Below is a block of data; give all of it again word for word.

## begin

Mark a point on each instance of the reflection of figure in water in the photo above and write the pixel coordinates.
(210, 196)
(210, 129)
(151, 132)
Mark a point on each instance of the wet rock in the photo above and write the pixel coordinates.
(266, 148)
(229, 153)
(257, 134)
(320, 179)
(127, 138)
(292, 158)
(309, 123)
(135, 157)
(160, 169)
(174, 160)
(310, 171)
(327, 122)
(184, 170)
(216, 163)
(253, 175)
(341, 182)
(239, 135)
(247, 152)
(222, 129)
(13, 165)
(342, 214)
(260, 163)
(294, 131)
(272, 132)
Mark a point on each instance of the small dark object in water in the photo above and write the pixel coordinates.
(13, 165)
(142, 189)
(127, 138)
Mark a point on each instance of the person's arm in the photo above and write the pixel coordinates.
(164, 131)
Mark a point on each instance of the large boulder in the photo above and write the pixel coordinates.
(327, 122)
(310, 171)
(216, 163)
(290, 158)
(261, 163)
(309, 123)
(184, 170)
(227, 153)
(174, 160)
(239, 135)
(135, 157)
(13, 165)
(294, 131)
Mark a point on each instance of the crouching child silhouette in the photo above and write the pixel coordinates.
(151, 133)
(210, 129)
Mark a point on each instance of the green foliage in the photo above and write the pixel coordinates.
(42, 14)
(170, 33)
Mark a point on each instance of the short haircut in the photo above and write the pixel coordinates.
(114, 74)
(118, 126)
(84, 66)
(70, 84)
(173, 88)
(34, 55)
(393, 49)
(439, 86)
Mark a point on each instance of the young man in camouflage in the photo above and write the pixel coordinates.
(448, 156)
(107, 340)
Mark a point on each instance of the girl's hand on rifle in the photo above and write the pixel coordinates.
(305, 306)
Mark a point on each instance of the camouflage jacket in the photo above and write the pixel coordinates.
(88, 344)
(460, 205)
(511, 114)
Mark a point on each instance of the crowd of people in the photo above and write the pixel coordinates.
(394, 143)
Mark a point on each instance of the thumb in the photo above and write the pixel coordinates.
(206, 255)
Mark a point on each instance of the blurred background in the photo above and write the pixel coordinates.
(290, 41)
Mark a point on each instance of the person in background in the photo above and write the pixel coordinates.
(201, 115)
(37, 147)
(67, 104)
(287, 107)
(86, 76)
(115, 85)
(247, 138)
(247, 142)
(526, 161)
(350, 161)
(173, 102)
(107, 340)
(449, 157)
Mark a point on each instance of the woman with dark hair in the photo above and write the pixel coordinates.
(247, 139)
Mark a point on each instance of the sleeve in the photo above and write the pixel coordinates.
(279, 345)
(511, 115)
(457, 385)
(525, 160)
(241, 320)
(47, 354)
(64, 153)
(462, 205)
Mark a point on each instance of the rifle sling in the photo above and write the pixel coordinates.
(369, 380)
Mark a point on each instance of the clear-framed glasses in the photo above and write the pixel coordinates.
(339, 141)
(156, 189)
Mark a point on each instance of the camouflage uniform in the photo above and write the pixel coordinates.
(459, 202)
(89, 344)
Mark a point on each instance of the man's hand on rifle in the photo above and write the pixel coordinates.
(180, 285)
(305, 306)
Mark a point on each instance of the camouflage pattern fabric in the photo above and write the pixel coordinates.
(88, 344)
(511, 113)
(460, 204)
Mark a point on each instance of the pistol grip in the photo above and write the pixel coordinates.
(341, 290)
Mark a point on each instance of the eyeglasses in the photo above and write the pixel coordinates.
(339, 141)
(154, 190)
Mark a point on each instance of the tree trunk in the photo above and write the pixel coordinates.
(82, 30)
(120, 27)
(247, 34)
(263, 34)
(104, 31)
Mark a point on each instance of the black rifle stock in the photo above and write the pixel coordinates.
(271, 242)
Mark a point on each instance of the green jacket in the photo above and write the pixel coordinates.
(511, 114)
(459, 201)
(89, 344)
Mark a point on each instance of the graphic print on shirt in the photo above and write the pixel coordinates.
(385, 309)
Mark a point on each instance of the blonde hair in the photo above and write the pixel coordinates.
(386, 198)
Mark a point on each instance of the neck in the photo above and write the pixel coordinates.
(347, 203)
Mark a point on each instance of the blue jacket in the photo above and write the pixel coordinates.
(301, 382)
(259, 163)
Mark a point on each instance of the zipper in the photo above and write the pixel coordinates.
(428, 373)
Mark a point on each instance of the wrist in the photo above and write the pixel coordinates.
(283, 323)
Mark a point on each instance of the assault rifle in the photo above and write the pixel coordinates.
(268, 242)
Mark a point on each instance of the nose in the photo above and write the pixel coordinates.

## end

• **Result of the task**:
Mark a point on each instance of the reflection of figure in water in the photo above and write the pixel coordinates.
(210, 196)
(210, 129)
(151, 132)
Mark a point on each instance of the wet rock in the photo above and write the pixel coordinates.
(266, 148)
(229, 153)
(257, 134)
(320, 179)
(127, 138)
(292, 158)
(309, 123)
(135, 157)
(160, 169)
(174, 160)
(310, 171)
(327, 122)
(184, 170)
(216, 163)
(253, 175)
(341, 182)
(239, 135)
(247, 152)
(222, 129)
(13, 165)
(342, 214)
(260, 163)
(294, 131)
(272, 132)
Mark a point on each instance of the small dark object in water in the photo above and write the pixel coordinates.
(13, 165)
(142, 189)
(127, 138)
Mark a point on each instance of the person's arm in the photo above and write the pixel coordinates.
(164, 131)
Mark a point on each instance of the large boulder in the photo above and write the pixel coordinates.
(327, 122)
(310, 171)
(216, 163)
(290, 158)
(261, 163)
(309, 123)
(184, 170)
(227, 153)
(174, 160)
(239, 135)
(135, 157)
(13, 165)
(294, 131)
Mark a point on each instance of the crouching child silhouette in the photo above and write the pixel coordinates.
(151, 133)
(210, 129)
Mark a point on each instance of the green foliage in the photo above and write the pixel coordinates.
(42, 14)
(170, 33)
Mark a point on each instance of the short haircut in the photo above and write the pixel coordinates.
(114, 74)
(118, 126)
(84, 66)
(70, 84)
(173, 88)
(34, 55)
(393, 49)
(439, 86)
Mark a point on each instance of the young man in camouflage in the photo above and write the pixel coordinates.
(448, 156)
(107, 340)
Mark a point on each instance of the girl's hand on rifle in the photo above and write the pixel coordinates.
(305, 306)
Mark a point on each instance of the camouflage jacket in the photo above and write the pixel coordinates.
(88, 344)
(460, 205)
(511, 114)
Mark a point on each instance of the crowd of people in the photo above and write the pixel coordinates.
(394, 143)
Mark a point on each instance of the thumb in the photo above and write the pixel coordinates.
(206, 255)
Mark a point on each instance of the blurred background in the photo above and write the pixel coordinates.
(290, 41)
Mark a point on each instance of the person in background in the photo above and write the pixel coordinates.
(201, 115)
(37, 147)
(67, 104)
(287, 107)
(86, 76)
(115, 85)
(247, 138)
(247, 142)
(526, 161)
(350, 161)
(173, 102)
(107, 340)
(449, 157)
Mark a point on each instance of the woman with dark hair in the photo above and write the pixel coordinates.
(247, 139)
Mark a point on each instance of the sleeve in the photo above and write the pixel coordinates.
(279, 345)
(511, 115)
(457, 385)
(525, 160)
(241, 320)
(47, 354)
(64, 153)
(462, 205)
Mark a point on each instance of the rifle sling in the photo above and write the pixel coordinates.
(369, 380)
Mark a point on each instance of the clear-framed glasses in the photo above and write the pixel coordinates.
(339, 141)
(156, 189)
Mark a point on each instance of the camouflage uniform in the photo above and write the pixel coordinates.
(459, 202)
(89, 344)
Mark a point on each instance of the man's hand on rifle in the photo above and write the pixel coordinates.
(180, 285)
(305, 306)
Mark a point on each instance of the camouflage pattern fabric in the photo above and write the pixel coordinates.
(88, 344)
(511, 113)
(460, 204)
Mark a point on each instance of the pistol grip in the photo above and write the pixel coordinates.
(341, 290)
Mark a point on each instance of the eyeglasses in the photo above and write the pixel coordinates.
(339, 141)
(154, 190)
Mark a point on each instance of the tree trunk in the photo above and write the pixel coordinates.
(82, 30)
(120, 27)
(247, 34)
(263, 34)
(104, 31)
Mark a point on each instance of the black rifle stock in the photo above and write the pixel coordinates.
(271, 242)
Mark a point on each instance of the green jacket in the photo above and write the pixel coordinates.
(511, 114)
(459, 201)
(89, 344)
Mark a point on each instance of the graphic print on shirt in the photo above and write the pixel coordinates.
(385, 309)
Mark a point on each instance of the blonde hair in the photo above and write the pixel coordinates.
(386, 198)
Mark a point on each instance of the neck in the photo above and write the pixel coordinates.
(347, 203)
Mark a point on each instance of the blue jacket in the photo above and write the pixel coordinates.
(301, 382)
(259, 163)
Mark a point on each instance of the zipper in the photo above and write the pixel coordinates.
(428, 373)
Mark a point on each instance of the wrist in the photo above and write the pixel coordinates.
(283, 323)
Mark a point on each instance of the assault rifle in the photo above and write the pixel coordinates.
(268, 242)
Mark a point on each instance of the nose in the photo above and write the pixel coordinates.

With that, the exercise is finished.